- _TASK DIRECTIONS_
Pull out every line in the items below that contains the string "positive". Case counts.

- _SUPPLIED MATERIAL_
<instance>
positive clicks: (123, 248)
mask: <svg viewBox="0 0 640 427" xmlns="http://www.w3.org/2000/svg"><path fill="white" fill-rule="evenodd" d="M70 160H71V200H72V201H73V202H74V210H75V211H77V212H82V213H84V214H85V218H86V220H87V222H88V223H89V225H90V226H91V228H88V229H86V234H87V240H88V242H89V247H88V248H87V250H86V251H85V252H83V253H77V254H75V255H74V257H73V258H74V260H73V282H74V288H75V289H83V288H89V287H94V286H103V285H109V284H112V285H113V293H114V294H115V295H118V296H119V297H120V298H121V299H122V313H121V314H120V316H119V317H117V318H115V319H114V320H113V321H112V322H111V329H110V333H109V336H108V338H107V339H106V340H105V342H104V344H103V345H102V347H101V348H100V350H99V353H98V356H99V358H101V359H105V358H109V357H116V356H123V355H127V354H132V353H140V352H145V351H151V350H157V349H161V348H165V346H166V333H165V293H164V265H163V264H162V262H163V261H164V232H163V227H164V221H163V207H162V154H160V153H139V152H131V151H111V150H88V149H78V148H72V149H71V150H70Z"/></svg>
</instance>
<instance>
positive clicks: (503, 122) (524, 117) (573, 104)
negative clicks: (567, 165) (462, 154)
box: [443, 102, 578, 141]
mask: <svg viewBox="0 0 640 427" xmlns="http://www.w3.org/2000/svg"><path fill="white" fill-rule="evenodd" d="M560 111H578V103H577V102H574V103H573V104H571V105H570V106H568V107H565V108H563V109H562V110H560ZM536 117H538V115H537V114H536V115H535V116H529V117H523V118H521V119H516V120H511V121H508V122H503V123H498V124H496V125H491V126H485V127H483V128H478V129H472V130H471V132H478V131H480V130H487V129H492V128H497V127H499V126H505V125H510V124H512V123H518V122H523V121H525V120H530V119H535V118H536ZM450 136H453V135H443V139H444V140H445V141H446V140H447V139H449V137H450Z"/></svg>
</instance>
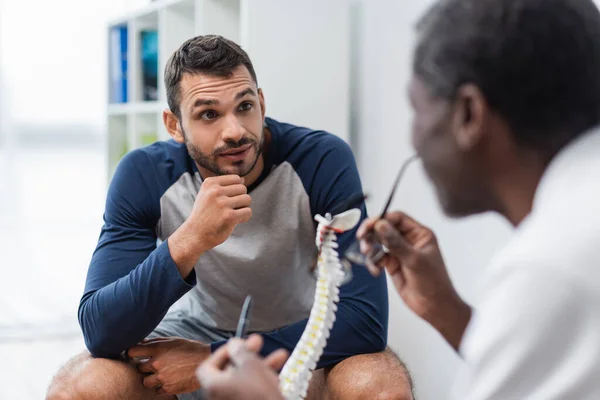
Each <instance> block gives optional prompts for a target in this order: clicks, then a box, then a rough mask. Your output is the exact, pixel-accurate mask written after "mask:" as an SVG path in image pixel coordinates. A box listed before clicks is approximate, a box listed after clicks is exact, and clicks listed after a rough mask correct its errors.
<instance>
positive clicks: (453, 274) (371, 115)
mask: <svg viewBox="0 0 600 400" xmlns="http://www.w3.org/2000/svg"><path fill="white" fill-rule="evenodd" d="M361 3H362V4H361V5H362V7H361V8H362V11H361V13H360V17H361V18H360V19H361V20H362V23H361V25H362V26H361V27H360V32H361V35H359V40H360V41H361V44H360V48H361V52H360V54H361V57H360V59H361V61H360V64H359V73H358V77H359V80H360V82H359V86H358V88H356V89H357V90H356V92H355V96H357V98H358V104H357V108H358V110H357V111H358V114H356V115H358V130H357V132H356V134H355V138H354V139H355V140H354V143H353V144H354V147H355V149H356V152H357V158H358V162H359V168H360V170H361V175H362V181H363V185H364V187H365V192H366V193H368V194H370V195H371V200H370V202H369V203H368V206H369V211H370V213H371V214H374V213H376V212H378V211H379V210H381V207H382V206H383V202H384V201H385V197H386V196H387V193H388V191H389V186H390V185H391V183H392V181H393V179H394V177H395V175H396V173H397V172H398V168H399V166H400V165H401V163H402V160H403V159H404V158H405V157H406V156H408V155H409V154H411V151H412V149H411V147H410V132H409V128H410V120H411V110H410V108H409V104H408V101H407V96H406V87H407V82H408V79H409V75H410V70H411V68H410V64H411V47H412V43H413V25H414V23H415V21H416V19H417V17H418V16H419V15H420V14H421V13H422V12H423V11H424V10H425V9H426V7H427V5H428V4H430V3H431V1H429V0H421V1H405V0H395V1H384V0H368V1H367V0H362V2H361ZM367 3H368V4H367ZM396 195H397V198H396V200H395V202H394V204H393V207H392V208H393V209H400V210H403V211H405V212H408V213H409V214H411V215H412V216H414V217H415V218H417V219H418V220H420V221H421V222H422V223H424V224H426V225H428V226H429V227H431V228H432V229H433V230H434V231H435V232H436V233H437V236H438V239H439V242H440V245H441V248H442V251H443V253H444V256H445V260H446V264H447V266H448V269H449V271H450V274H451V277H452V279H453V281H454V283H455V285H456V286H457V289H458V291H459V293H461V294H462V295H463V296H464V297H465V298H466V299H467V300H468V301H469V302H474V301H476V290H475V289H476V285H477V279H478V277H479V276H480V274H481V271H482V269H483V268H484V267H485V265H486V263H487V262H488V261H489V259H490V258H491V256H492V255H493V253H494V252H495V251H497V250H499V249H500V248H501V247H502V245H503V244H505V243H506V240H507V238H508V236H509V234H510V227H509V226H508V224H507V223H505V222H504V221H503V220H501V219H500V218H499V217H496V216H492V215H486V216H478V217H471V218H468V219H466V220H462V221H457V220H450V219H448V218H446V217H445V216H444V215H443V214H442V213H441V211H440V208H439V206H438V203H437V201H436V199H435V194H434V192H433V191H432V188H431V185H430V184H429V182H428V181H427V180H426V178H425V176H424V175H423V173H422V170H421V167H420V166H419V165H417V164H414V165H413V166H412V167H411V169H409V170H408V173H407V175H405V177H404V179H403V181H402V182H401V184H400V187H399V189H398V192H397V193H396ZM389 290H390V330H389V334H390V336H389V342H390V345H391V347H392V348H393V349H394V350H396V351H397V352H398V353H399V355H400V356H401V357H402V358H403V359H404V360H405V362H406V363H407V364H408V366H409V368H410V370H411V372H412V373H413V377H414V379H415V383H416V387H417V396H418V398H419V400H439V399H444V398H447V397H448V392H449V390H450V388H451V385H452V381H453V378H454V373H455V371H456V369H457V367H458V366H459V365H460V359H459V357H458V356H456V355H455V354H454V352H453V350H451V348H450V347H449V346H448V345H447V344H446V342H445V341H444V340H443V339H442V338H441V336H439V335H438V334H437V332H435V331H434V330H433V329H432V328H431V327H430V326H428V325H427V324H426V323H424V322H422V321H421V320H419V319H418V318H417V317H415V316H414V315H413V314H412V313H411V312H410V311H409V310H408V309H407V308H406V307H405V306H404V304H403V303H402V302H401V300H400V299H399V297H398V295H397V293H396V292H395V291H394V289H393V287H392V286H391V285H390V288H389Z"/></svg>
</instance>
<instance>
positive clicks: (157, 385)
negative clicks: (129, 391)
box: [142, 374, 160, 389]
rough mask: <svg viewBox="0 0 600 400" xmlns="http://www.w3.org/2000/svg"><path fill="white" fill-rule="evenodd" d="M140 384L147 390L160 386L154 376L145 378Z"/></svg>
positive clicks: (157, 381) (159, 381)
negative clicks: (142, 385)
mask: <svg viewBox="0 0 600 400" xmlns="http://www.w3.org/2000/svg"><path fill="white" fill-rule="evenodd" d="M142 383H143V384H144V386H145V387H147V388H148V389H154V388H155V387H158V386H160V381H159V380H158V378H157V377H156V374H152V375H148V376H145V377H144V379H142Z"/></svg>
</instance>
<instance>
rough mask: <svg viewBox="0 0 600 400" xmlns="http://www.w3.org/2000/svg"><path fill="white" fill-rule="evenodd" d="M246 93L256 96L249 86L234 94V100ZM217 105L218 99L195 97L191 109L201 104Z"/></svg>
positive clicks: (253, 91) (237, 99)
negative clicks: (191, 108) (195, 100)
mask: <svg viewBox="0 0 600 400" xmlns="http://www.w3.org/2000/svg"><path fill="white" fill-rule="evenodd" d="M247 95H251V96H255V97H256V93H254V90H252V89H251V88H248V89H246V90H242V91H241V92H239V93H238V94H236V95H235V99H236V100H240V99H241V98H243V97H244V96H247ZM216 105H219V101H218V100H211V99H197V100H196V101H195V102H194V104H193V105H192V110H193V109H194V108H196V107H202V106H216Z"/></svg>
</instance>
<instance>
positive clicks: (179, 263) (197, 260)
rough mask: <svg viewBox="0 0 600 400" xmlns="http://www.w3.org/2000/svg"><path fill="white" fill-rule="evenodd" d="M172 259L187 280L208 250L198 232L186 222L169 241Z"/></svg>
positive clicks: (171, 256) (181, 275) (169, 249)
mask: <svg viewBox="0 0 600 400" xmlns="http://www.w3.org/2000/svg"><path fill="white" fill-rule="evenodd" d="M168 244H169V251H170V252H171V257H172V258H173V261H175V264H176V265H177V268H178V269H179V272H180V273H181V276H182V277H183V278H184V279H185V278H187V276H188V275H189V274H190V272H192V270H193V269H194V266H195V265H196V263H197V262H198V259H199V258H200V256H201V255H202V254H203V253H204V252H205V251H206V250H207V249H205V248H204V241H203V240H202V238H201V237H200V235H198V234H197V232H196V231H195V230H194V229H192V228H191V227H190V225H189V224H188V223H187V222H184V223H183V224H182V225H181V226H180V227H179V228H178V229H177V230H176V231H175V232H173V234H172V235H171V236H170V237H169V239H168Z"/></svg>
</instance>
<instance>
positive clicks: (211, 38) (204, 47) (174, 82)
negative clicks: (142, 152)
mask: <svg viewBox="0 0 600 400" xmlns="http://www.w3.org/2000/svg"><path fill="white" fill-rule="evenodd" d="M240 65H243V66H245V67H246V68H247V69H248V71H249V72H250V75H251V76H252V79H253V80H254V82H255V83H258V81H257V79H256V72H254V67H253V66H252V62H251V61H250V57H248V54H246V52H245V51H244V50H243V49H242V48H241V47H240V46H239V45H237V44H236V43H234V42H232V41H231V40H229V39H225V38H224V37H222V36H218V35H206V36H196V37H193V38H191V39H189V40H187V41H186V42H185V43H183V44H182V45H181V47H180V48H179V49H177V50H176V51H175V52H174V53H173V54H172V55H171V57H170V58H169V61H167V66H166V68H165V86H166V89H167V101H168V103H169V108H170V109H171V112H173V113H174V114H175V115H177V117H179V118H181V110H180V107H179V106H180V102H181V96H180V90H179V86H180V85H179V83H180V82H181V79H182V77H183V74H184V73H189V74H192V75H195V74H207V75H212V76H221V77H227V76H231V74H232V72H233V70H234V69H235V68H237V67H239V66H240Z"/></svg>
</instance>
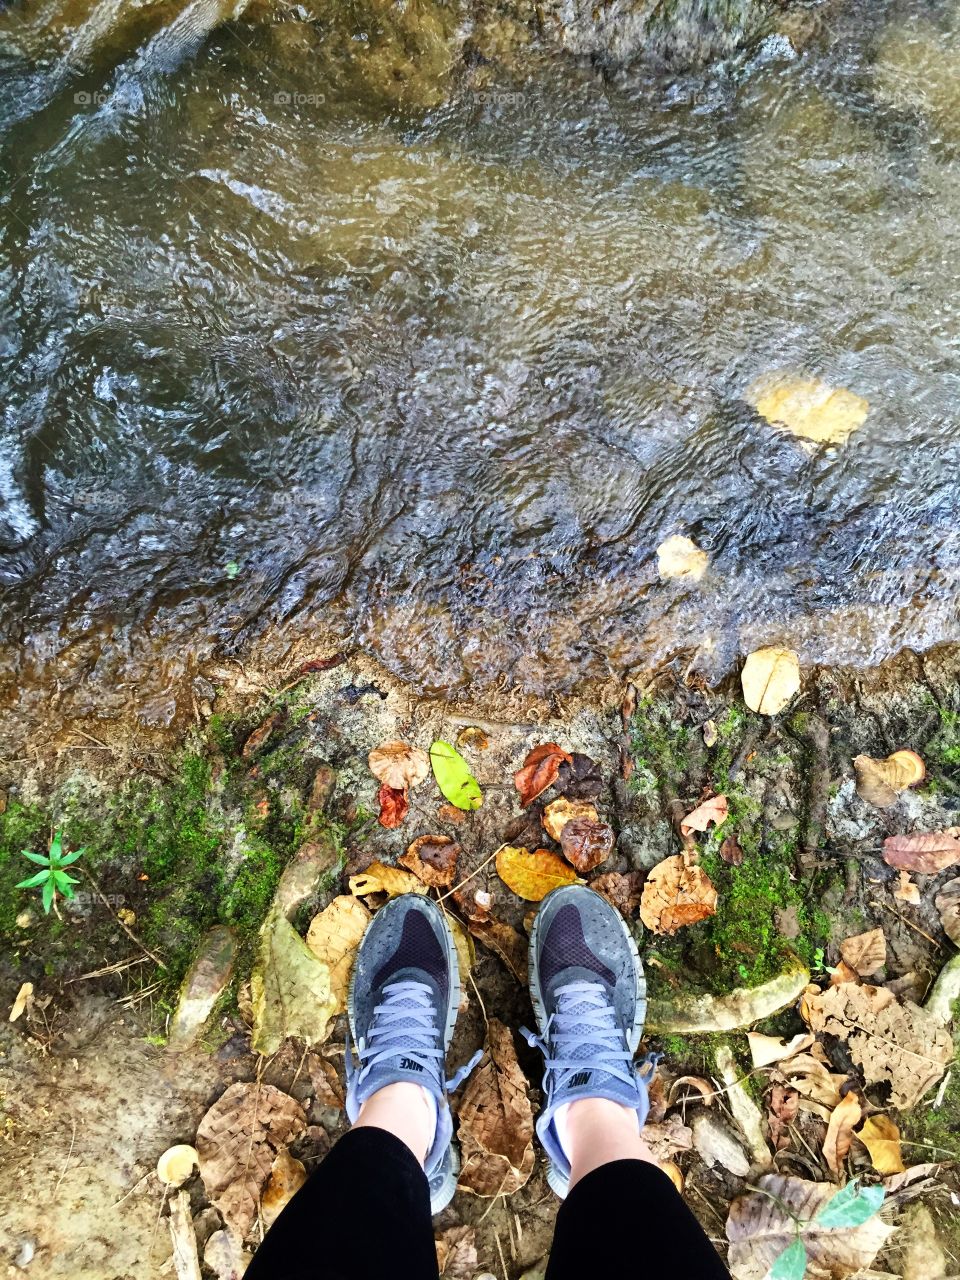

- _YOUR RESPONSE_
positive clicks: (123, 248)
positive clicks: (503, 122) (524, 117) (573, 104)
positive clicks: (453, 274) (371, 115)
positive clicks: (157, 385)
positive clicks: (157, 381) (159, 381)
positive clicks: (253, 91) (237, 99)
positive clicks: (179, 263) (197, 260)
positive clicks: (171, 256) (181, 275) (169, 249)
positive clicks: (211, 38) (204, 47) (174, 82)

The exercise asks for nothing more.